▸ TEXT FOR ANALYSIS
-=-=-=-=-

And Now For Something Completely Different
- The Apex H2 is the follow up to the Segway’s 2019 electric super motorcycle concept, the Apex. “Like that prototype, it sports a head-turning cyberpunk-inspired design that wouldn’t be out of place in a Tron sequel. The glossy black and white bike is all bold shapes, sharp angles and an outlandish one-sided front fork. The most striking aspect of the design, though, are the neon-lit accents that draw your attention to its wheels and sleek motor bay. “The engine setup holds its own, too. The Apex H2 will feature a hybrid powertrain that will convert gaseous hydrogen into electrical energy via a special fuel cell, reports New Atlas. Ninebot says the hydrogen-electric setup will be able to generate over 80 horsepower and rocket the bike from zero to 60 mph in less than four seconds. Considering that the original Segway—yes, the infamous two-wheel personal transporter favored by mall cops—topped out at 10 mph, that’s pretty impressive, even if it is slower than the Apex concept’s quoted top speed of 124 mph. Of course, there’s one key difference between the two bikes: The Apex H2 will be one of the rare concept vehicles you’ll be able to buy.”

-=-=-=-=-

▸ RECORDED INFORMATION
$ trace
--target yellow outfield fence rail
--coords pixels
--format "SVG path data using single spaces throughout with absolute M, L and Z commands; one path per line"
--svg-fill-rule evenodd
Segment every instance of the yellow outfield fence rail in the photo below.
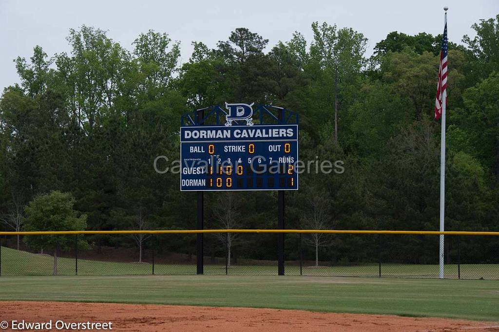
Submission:
M 202 259 L 196 256 L 200 233 Z M 499 281 L 499 231 L 324 229 L 2 231 L 0 278 L 283 273 L 438 278 L 440 235 L 445 236 L 446 279 Z M 283 262 L 277 250 L 280 236 Z
M 225 233 L 294 233 L 294 234 L 406 234 L 413 235 L 493 235 L 499 232 L 465 231 L 407 231 L 407 230 L 353 230 L 328 229 L 164 229 L 114 231 L 57 231 L 33 232 L 0 232 L 0 235 L 70 235 L 77 234 L 209 234 Z

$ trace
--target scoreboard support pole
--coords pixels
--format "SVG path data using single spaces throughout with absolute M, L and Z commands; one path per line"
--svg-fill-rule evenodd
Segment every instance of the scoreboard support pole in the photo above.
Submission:
M 198 191 L 196 194 L 198 195 L 198 216 L 196 218 L 196 228 L 197 229 L 203 229 L 204 228 L 204 200 L 205 197 L 203 191 Z M 198 233 L 196 239 L 196 259 L 197 260 L 197 268 L 196 269 L 196 274 L 203 274 L 203 258 L 204 257 L 204 247 L 203 243 L 203 234 Z
M 277 118 L 284 119 L 284 109 L 279 110 Z M 277 191 L 277 228 L 284 229 L 284 190 Z M 277 234 L 277 275 L 284 275 L 284 233 Z
M 277 228 L 284 229 L 284 190 L 277 191 Z M 284 233 L 277 234 L 277 274 L 284 275 Z
M 198 123 L 200 125 L 204 117 L 204 111 L 199 111 L 198 112 Z M 203 191 L 198 191 L 196 193 L 198 200 L 198 213 L 196 218 L 196 228 L 202 230 L 204 228 L 205 223 L 205 197 L 204 192 Z M 202 233 L 198 233 L 197 235 L 196 244 L 197 246 L 196 251 L 196 257 L 197 261 L 196 274 L 203 274 L 204 273 L 204 246 L 203 245 L 203 235 Z

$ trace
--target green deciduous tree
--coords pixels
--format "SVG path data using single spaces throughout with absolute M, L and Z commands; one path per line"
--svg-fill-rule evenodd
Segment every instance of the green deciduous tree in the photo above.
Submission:
M 26 206 L 26 231 L 84 230 L 86 228 L 86 215 L 78 215 L 73 208 L 75 199 L 68 192 L 59 191 L 37 196 Z M 57 250 L 64 250 L 74 243 L 68 236 L 41 235 L 24 238 L 26 244 L 32 249 L 50 248 L 54 250 L 53 274 L 57 274 Z

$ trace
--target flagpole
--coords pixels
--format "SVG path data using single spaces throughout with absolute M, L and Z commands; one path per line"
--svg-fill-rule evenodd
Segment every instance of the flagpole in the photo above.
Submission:
M 447 10 L 449 7 L 444 7 L 445 10 L 445 24 L 447 24 Z M 440 231 L 445 230 L 444 216 L 445 212 L 445 109 L 447 98 L 447 90 L 442 91 L 442 127 L 440 133 Z M 439 259 L 439 278 L 444 279 L 444 235 L 440 235 L 440 256 Z

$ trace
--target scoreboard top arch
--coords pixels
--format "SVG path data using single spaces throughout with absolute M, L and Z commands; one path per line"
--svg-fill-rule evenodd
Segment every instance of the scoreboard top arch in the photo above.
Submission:
M 271 105 L 225 106 L 182 116 L 181 190 L 297 190 L 298 114 Z

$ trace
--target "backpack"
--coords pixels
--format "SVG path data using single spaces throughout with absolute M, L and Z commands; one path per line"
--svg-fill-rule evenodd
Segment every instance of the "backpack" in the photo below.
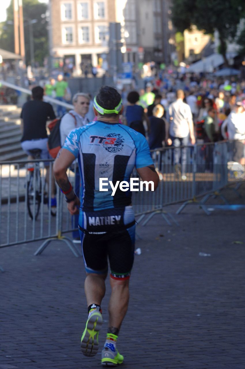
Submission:
M 198 139 L 203 139 L 206 135 L 204 127 L 205 120 L 199 121 L 196 122 L 196 137 Z
M 76 126 L 76 119 L 75 116 L 71 113 L 69 113 L 68 114 L 73 117 L 75 120 L 75 125 Z M 48 126 L 50 131 L 50 134 L 48 139 L 47 143 L 48 150 L 49 155 L 54 159 L 55 159 L 61 148 L 59 128 L 61 120 L 63 116 L 61 118 L 58 118 L 52 120 Z

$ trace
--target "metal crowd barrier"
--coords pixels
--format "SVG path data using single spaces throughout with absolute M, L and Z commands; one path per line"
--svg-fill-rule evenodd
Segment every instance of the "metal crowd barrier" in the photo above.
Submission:
M 210 196 L 219 196 L 225 203 L 222 189 L 234 183 L 238 186 L 245 179 L 244 166 L 234 160 L 237 159 L 238 152 L 241 156 L 243 147 L 244 150 L 243 143 L 241 143 L 239 147 L 237 141 L 224 141 L 180 148 L 178 155 L 180 163 L 178 164 L 175 164 L 173 148 L 152 151 L 160 183 L 154 192 L 133 193 L 132 202 L 138 223 L 146 224 L 155 214 L 161 213 L 168 224 L 172 221 L 177 224 L 172 215 L 165 210 L 166 206 L 170 204 L 183 203 L 177 212 L 179 213 L 188 204 L 196 203 L 208 214 L 205 203 Z M 185 166 L 183 162 L 185 155 Z M 52 240 L 58 239 L 65 242 L 75 256 L 80 254 L 80 249 L 65 235 L 74 230 L 75 227 L 64 197 L 57 186 L 56 215 L 53 214 L 52 161 L 50 161 L 48 166 L 47 181 L 47 168 L 43 161 L 0 162 L 0 248 L 43 240 L 35 253 L 38 255 Z M 68 172 L 74 187 L 76 170 L 75 165 Z M 138 176 L 133 173 L 132 176 Z M 198 201 L 200 197 L 202 198 Z M 32 219 L 28 203 L 34 214 L 39 208 L 38 214 Z

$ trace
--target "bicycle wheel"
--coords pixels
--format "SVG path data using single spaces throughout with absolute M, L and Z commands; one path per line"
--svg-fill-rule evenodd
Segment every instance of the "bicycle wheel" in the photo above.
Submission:
M 36 220 L 41 203 L 41 178 L 39 169 L 30 172 L 27 182 L 27 209 L 31 219 Z

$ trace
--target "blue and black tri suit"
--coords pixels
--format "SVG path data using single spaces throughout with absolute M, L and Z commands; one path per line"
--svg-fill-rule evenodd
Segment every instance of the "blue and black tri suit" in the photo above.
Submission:
M 108 256 L 112 277 L 129 278 L 135 235 L 131 193 L 118 186 L 113 196 L 110 185 L 108 192 L 100 191 L 99 179 L 108 178 L 114 185 L 117 181 L 129 182 L 135 166 L 153 164 L 146 139 L 126 126 L 97 121 L 72 131 L 63 148 L 78 158 L 79 224 L 87 272 L 106 273 Z

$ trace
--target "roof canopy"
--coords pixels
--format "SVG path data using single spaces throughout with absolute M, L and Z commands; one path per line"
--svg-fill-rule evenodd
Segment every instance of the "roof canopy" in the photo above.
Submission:
M 211 73 L 217 67 L 224 64 L 224 58 L 220 54 L 213 54 L 212 55 L 203 58 L 196 63 L 190 66 L 188 69 L 188 72 L 200 73 L 201 72 Z
M 4 50 L 3 49 L 0 49 L 0 55 L 3 58 L 3 60 L 6 59 L 22 59 L 20 55 L 15 54 L 13 52 L 11 52 L 10 51 L 7 51 L 6 50 Z

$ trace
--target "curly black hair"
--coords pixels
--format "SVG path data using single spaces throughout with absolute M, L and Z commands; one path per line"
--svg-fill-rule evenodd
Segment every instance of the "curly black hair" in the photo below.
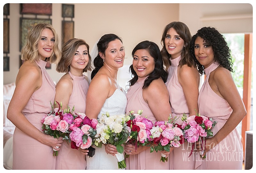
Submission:
M 198 30 L 196 33 L 192 36 L 189 44 L 190 54 L 196 61 L 200 74 L 202 75 L 205 74 L 205 73 L 204 66 L 199 63 L 195 55 L 195 41 L 198 37 L 204 39 L 204 41 L 212 46 L 214 59 L 220 63 L 221 67 L 231 72 L 234 72 L 232 68 L 233 63 L 231 61 L 231 51 L 228 46 L 225 38 L 214 28 L 204 27 Z

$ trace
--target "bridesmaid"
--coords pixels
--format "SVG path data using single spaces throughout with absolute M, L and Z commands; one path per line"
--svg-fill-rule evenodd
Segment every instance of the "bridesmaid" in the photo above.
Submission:
M 153 42 L 144 41 L 135 46 L 132 55 L 133 60 L 130 69 L 133 77 L 129 81 L 126 113 L 142 110 L 142 115 L 147 115 L 153 123 L 168 121 L 171 112 L 164 84 L 168 73 L 163 67 L 159 47 Z M 127 144 L 124 151 L 130 155 L 126 159 L 126 169 L 169 169 L 171 161 L 160 161 L 161 152 L 150 153 L 149 147 L 140 146 L 135 150 L 134 146 Z M 167 155 L 170 153 L 162 152 Z
M 13 137 L 13 169 L 55 169 L 53 148 L 59 150 L 58 139 L 43 133 L 42 118 L 51 110 L 55 84 L 45 70 L 47 61 L 57 63 L 59 40 L 51 25 L 39 23 L 28 35 L 21 51 L 25 62 L 16 79 L 7 117 L 16 126 Z
M 236 127 L 246 112 L 230 73 L 230 50 L 222 35 L 211 27 L 198 30 L 190 47 L 199 73 L 206 75 L 198 97 L 199 112 L 217 122 L 214 136 L 206 140 L 203 156 L 206 158 L 197 159 L 195 168 L 242 169 L 243 146 Z
M 186 25 L 173 22 L 165 26 L 161 40 L 163 47 L 161 53 L 169 72 L 165 85 L 172 116 L 180 117 L 176 122 L 180 125 L 182 124 L 181 116 L 183 113 L 190 116 L 196 114 L 198 111 L 200 78 L 195 60 L 189 56 L 191 39 L 190 31 Z M 181 147 L 173 149 L 171 169 L 194 169 L 195 152 L 188 158 L 193 149 L 191 146 L 186 142 Z M 182 163 L 182 166 L 180 163 Z
M 84 72 L 91 70 L 92 59 L 89 45 L 84 40 L 72 38 L 62 48 L 60 61 L 56 69 L 66 73 L 56 85 L 55 100 L 62 103 L 64 110 L 68 105 L 75 106 L 74 113 L 85 112 L 85 102 L 89 88 L 87 76 Z M 84 150 L 88 152 L 88 150 Z M 87 153 L 83 153 L 85 155 Z M 62 145 L 56 159 L 56 169 L 85 169 L 85 156 L 79 150 L 73 149 L 66 141 Z M 72 158 L 72 159 L 70 159 Z

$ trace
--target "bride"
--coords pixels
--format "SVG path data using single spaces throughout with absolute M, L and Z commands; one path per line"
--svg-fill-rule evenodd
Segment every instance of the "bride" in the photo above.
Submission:
M 95 68 L 87 93 L 85 114 L 91 119 L 100 118 L 107 111 L 110 116 L 125 114 L 126 93 L 116 81 L 125 56 L 122 41 L 115 34 L 106 34 L 100 39 L 97 47 L 98 53 L 93 61 Z M 116 146 L 107 144 L 94 148 L 93 156 L 86 156 L 86 169 L 118 169 Z

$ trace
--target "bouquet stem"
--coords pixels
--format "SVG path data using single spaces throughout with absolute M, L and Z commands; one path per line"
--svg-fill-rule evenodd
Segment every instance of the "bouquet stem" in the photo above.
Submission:
M 161 159 L 160 159 L 160 161 L 162 161 L 164 163 L 165 162 L 165 161 L 166 162 L 168 161 L 168 158 L 165 157 L 166 156 L 166 155 L 164 154 L 161 153 Z
M 56 146 L 56 148 L 59 148 L 59 146 Z M 52 153 L 52 156 L 57 156 L 58 155 L 58 151 L 54 148 L 53 148 L 53 152 Z
M 123 154 L 117 153 L 115 154 L 116 158 L 117 160 L 117 164 L 119 169 L 124 169 L 126 168 L 126 163 L 124 160 L 124 157 Z

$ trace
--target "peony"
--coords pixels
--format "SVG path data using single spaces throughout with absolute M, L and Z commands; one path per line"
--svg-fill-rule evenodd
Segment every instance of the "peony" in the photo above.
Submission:
M 59 125 L 57 127 L 57 130 L 63 133 L 66 132 L 68 129 L 68 124 L 66 121 L 60 120 L 59 123 Z
M 88 138 L 87 139 L 87 142 L 85 144 L 84 144 L 83 143 L 81 144 L 80 148 L 82 149 L 88 148 L 92 145 L 92 138 L 88 136 Z
M 46 125 L 50 125 L 50 123 L 54 118 L 53 116 L 52 115 L 47 116 L 44 118 L 44 124 Z
M 164 138 L 160 140 L 162 146 L 165 146 L 169 143 L 169 140 L 167 138 Z
M 73 115 L 71 114 L 64 114 L 62 120 L 66 121 L 68 123 L 70 124 L 73 122 Z
M 153 127 L 152 122 L 147 118 L 143 118 L 141 122 L 145 124 L 147 129 L 150 129 Z
M 170 141 L 173 140 L 175 136 L 174 131 L 171 128 L 167 128 L 162 132 L 162 134 L 164 138 L 166 138 Z
M 77 117 L 75 119 L 74 121 L 74 123 L 76 127 L 79 127 L 81 126 L 81 123 L 83 122 L 83 120 L 79 117 Z
M 88 130 L 89 130 L 91 128 L 91 126 L 89 125 L 84 124 L 81 127 L 81 130 L 82 130 L 82 131 L 84 134 L 88 135 L 89 133 L 89 132 L 88 132 Z
M 209 130 L 212 127 L 212 122 L 209 120 L 206 120 L 204 121 L 204 125 L 205 125 L 206 129 Z
M 140 127 L 140 129 L 146 129 L 146 125 L 145 124 L 141 122 L 137 122 L 136 125 Z
M 138 139 L 139 139 L 140 141 L 141 142 L 147 139 L 147 137 L 148 135 L 147 134 L 146 130 L 141 130 L 139 132 L 137 140 L 138 141 Z
M 71 140 L 76 143 L 76 146 L 79 146 L 83 143 L 82 137 L 83 135 L 82 130 L 79 128 L 77 128 L 70 133 L 69 137 Z

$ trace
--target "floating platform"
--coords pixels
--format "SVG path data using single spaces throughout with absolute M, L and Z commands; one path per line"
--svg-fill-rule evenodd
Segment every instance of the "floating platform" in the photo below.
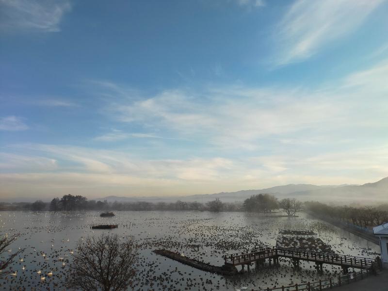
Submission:
M 114 213 L 113 212 L 103 212 L 100 214 L 101 217 L 112 217 L 114 216 Z
M 185 257 L 183 254 L 179 254 L 175 252 L 171 252 L 167 250 L 155 250 L 152 251 L 155 254 L 166 257 L 174 260 L 178 261 L 187 265 L 194 267 L 196 269 L 202 270 L 206 272 L 221 274 L 223 275 L 233 275 L 238 273 L 237 269 L 234 266 L 229 265 L 224 265 L 221 267 L 213 266 L 210 264 L 207 264 L 200 261 L 193 259 L 190 259 Z
M 112 228 L 117 228 L 118 225 L 100 225 L 98 226 L 93 226 L 92 228 L 93 229 L 111 229 Z

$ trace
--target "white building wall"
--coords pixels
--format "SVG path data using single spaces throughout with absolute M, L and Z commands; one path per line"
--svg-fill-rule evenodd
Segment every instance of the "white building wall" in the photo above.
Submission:
M 381 259 L 385 264 L 388 264 L 388 237 L 380 237 L 381 247 Z

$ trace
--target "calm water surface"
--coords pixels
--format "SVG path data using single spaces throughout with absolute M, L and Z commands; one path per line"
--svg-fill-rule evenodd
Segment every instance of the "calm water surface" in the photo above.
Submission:
M 207 211 L 116 211 L 109 218 L 97 211 L 0 212 L 1 235 L 18 235 L 12 250 L 26 247 L 12 266 L 17 271 L 0 282 L 2 290 L 64 290 L 63 283 L 72 251 L 77 241 L 103 231 L 122 239 L 134 239 L 141 250 L 134 290 L 235 290 L 287 285 L 336 275 L 339 267 L 323 265 L 318 274 L 312 263 L 301 262 L 294 268 L 282 260 L 278 265 L 265 265 L 234 276 L 205 272 L 152 253 L 165 248 L 215 265 L 222 265 L 227 253 L 247 250 L 255 243 L 275 245 L 281 229 L 311 230 L 336 253 L 374 258 L 379 247 L 319 219 L 304 214 L 297 218 L 266 217 L 243 212 Z M 112 230 L 90 229 L 93 224 L 118 224 Z M 10 253 L 6 252 L 6 255 Z M 43 254 L 46 255 L 44 256 Z M 64 258 L 65 265 L 58 260 Z M 19 261 L 23 259 L 23 261 Z M 24 270 L 23 267 L 24 266 Z M 240 267 L 241 268 L 241 267 Z M 52 271 L 53 276 L 41 275 Z M 246 270 L 246 268 L 245 268 Z M 132 290 L 129 288 L 129 290 Z

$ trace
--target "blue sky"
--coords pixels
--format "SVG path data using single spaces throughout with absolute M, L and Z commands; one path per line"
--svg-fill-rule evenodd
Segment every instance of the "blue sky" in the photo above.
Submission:
M 0 1 L 0 197 L 388 176 L 388 1 Z

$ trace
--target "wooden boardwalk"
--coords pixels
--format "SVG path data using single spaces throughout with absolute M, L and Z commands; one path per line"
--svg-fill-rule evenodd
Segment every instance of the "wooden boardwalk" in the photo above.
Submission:
M 299 260 L 314 262 L 321 269 L 323 264 L 340 266 L 344 273 L 347 273 L 349 267 L 364 269 L 371 267 L 377 262 L 376 259 L 359 257 L 259 245 L 255 246 L 250 251 L 226 256 L 225 265 L 233 266 L 242 265 L 243 267 L 244 265 L 247 265 L 249 267 L 252 263 L 262 262 L 267 259 L 270 262 L 273 259 L 274 261 L 278 261 L 279 257 L 292 259 L 296 264 Z

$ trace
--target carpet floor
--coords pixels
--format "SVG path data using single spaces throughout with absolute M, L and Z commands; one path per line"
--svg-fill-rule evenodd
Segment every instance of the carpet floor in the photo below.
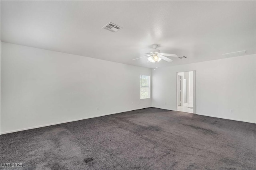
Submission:
M 256 169 L 256 124 L 153 107 L 2 135 L 0 142 L 2 170 Z

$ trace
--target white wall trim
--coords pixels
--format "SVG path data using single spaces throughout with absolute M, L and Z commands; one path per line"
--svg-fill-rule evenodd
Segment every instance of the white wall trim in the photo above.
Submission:
M 175 110 L 174 109 L 167 109 L 167 108 L 164 108 L 164 107 L 159 107 L 151 106 L 151 107 L 156 108 L 157 109 L 164 109 L 165 110 L 170 110 L 170 111 L 178 111 L 178 110 Z
M 242 122 L 244 122 L 250 123 L 251 123 L 256 124 L 256 122 L 254 122 L 253 121 L 245 121 L 245 120 L 240 120 L 240 119 L 237 119 L 229 118 L 228 118 L 228 117 L 221 117 L 221 116 L 213 116 L 213 115 L 206 115 L 206 114 L 205 114 L 199 113 L 196 113 L 196 114 L 198 115 L 202 115 L 202 116 L 209 116 L 209 117 L 216 117 L 216 118 L 217 118 L 224 119 L 226 119 L 230 120 L 234 120 L 234 121 L 242 121 Z
M 27 127 L 26 128 L 20 129 L 16 129 L 16 130 L 12 130 L 12 131 L 6 131 L 6 132 L 2 132 L 1 133 L 1 135 L 5 134 L 6 134 L 6 133 L 13 133 L 13 132 L 18 132 L 18 131 L 25 131 L 26 130 L 29 130 L 29 129 L 33 129 L 39 128 L 40 128 L 40 127 L 45 127 L 46 126 L 52 126 L 52 125 L 58 125 L 59 124 L 65 123 L 66 123 L 72 122 L 72 121 L 79 121 L 79 120 L 84 120 L 84 119 L 88 119 L 93 118 L 94 118 L 94 117 L 101 117 L 101 116 L 106 116 L 107 115 L 112 115 L 112 114 L 114 114 L 120 113 L 123 113 L 123 112 L 126 112 L 126 111 L 134 111 L 134 110 L 139 110 L 140 109 L 146 109 L 146 108 L 149 108 L 149 107 L 141 107 L 141 108 L 138 108 L 138 109 L 130 109 L 130 110 L 125 110 L 125 111 L 116 111 L 116 112 L 113 112 L 113 113 L 110 113 L 104 114 L 103 115 L 95 115 L 95 116 L 90 116 L 90 117 L 83 117 L 83 118 L 82 118 L 77 119 L 73 119 L 73 120 L 68 120 L 68 121 L 61 121 L 61 122 L 60 122 L 54 123 L 53 123 L 48 124 L 46 124 L 46 125 L 39 125 L 39 126 L 34 126 L 34 127 Z

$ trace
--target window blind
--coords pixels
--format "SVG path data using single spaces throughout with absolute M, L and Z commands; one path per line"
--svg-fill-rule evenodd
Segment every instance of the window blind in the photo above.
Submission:
M 140 75 L 140 99 L 150 98 L 150 76 Z

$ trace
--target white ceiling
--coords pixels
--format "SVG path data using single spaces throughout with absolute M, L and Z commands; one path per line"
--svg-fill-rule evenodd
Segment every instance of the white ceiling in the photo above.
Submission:
M 148 68 L 256 53 L 255 1 L 1 1 L 3 42 Z M 108 22 L 124 28 L 113 33 Z M 150 46 L 175 53 L 152 63 Z

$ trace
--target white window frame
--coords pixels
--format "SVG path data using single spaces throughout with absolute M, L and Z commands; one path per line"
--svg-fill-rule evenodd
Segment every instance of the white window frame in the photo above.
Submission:
M 141 98 L 141 90 L 142 84 L 142 76 L 148 77 L 148 86 L 144 86 L 144 87 L 148 87 L 148 98 Z M 150 99 L 150 76 L 148 75 L 142 75 L 141 74 L 140 76 L 140 98 L 141 100 L 144 99 Z

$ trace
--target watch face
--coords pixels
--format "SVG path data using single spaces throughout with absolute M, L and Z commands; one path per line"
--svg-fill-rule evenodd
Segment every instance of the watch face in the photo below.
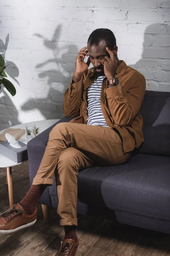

-=-=-=-=-

▸ REQUIRED ACTION 1
Using the passage about the Apex H2 motorcycle, answer these:
(a) What colors is the bike?
(b) How much horsepower can its hydrogen-electric setup generate, according to Ninebot?
(c) What top speed did the original Segway reach?
▸ REQUIRED ACTION 2
Write the next part of the passage about the Apex H2 motorcycle, continuing after its final sentence.

▸ RESPONSE BOX 1
(a) Glossy black and white.
(b) Over 80 horsepower.
(c) 10 mph.

▸ RESPONSE BOX 2
The Big Picture
F1 driver Sebastian Vettel recently appeared on British TV talk show Question Time and admitted that the climate crisis makes me question racing in F1. “Asked if racing in F1 made him a hypocrite when it came to highlighting the need to save energy, Vettel replied: “It does, and you’re right when you laugh, because there are questions that I ask myself every day.” Anybody involved in motorsport and confronting the current landscape where every sport needs to essentially justify their use of scant resources would understand where Vettel is coming from. At the end of the day, motorsport is entertainment and is not absolutely necessary for humans to exist.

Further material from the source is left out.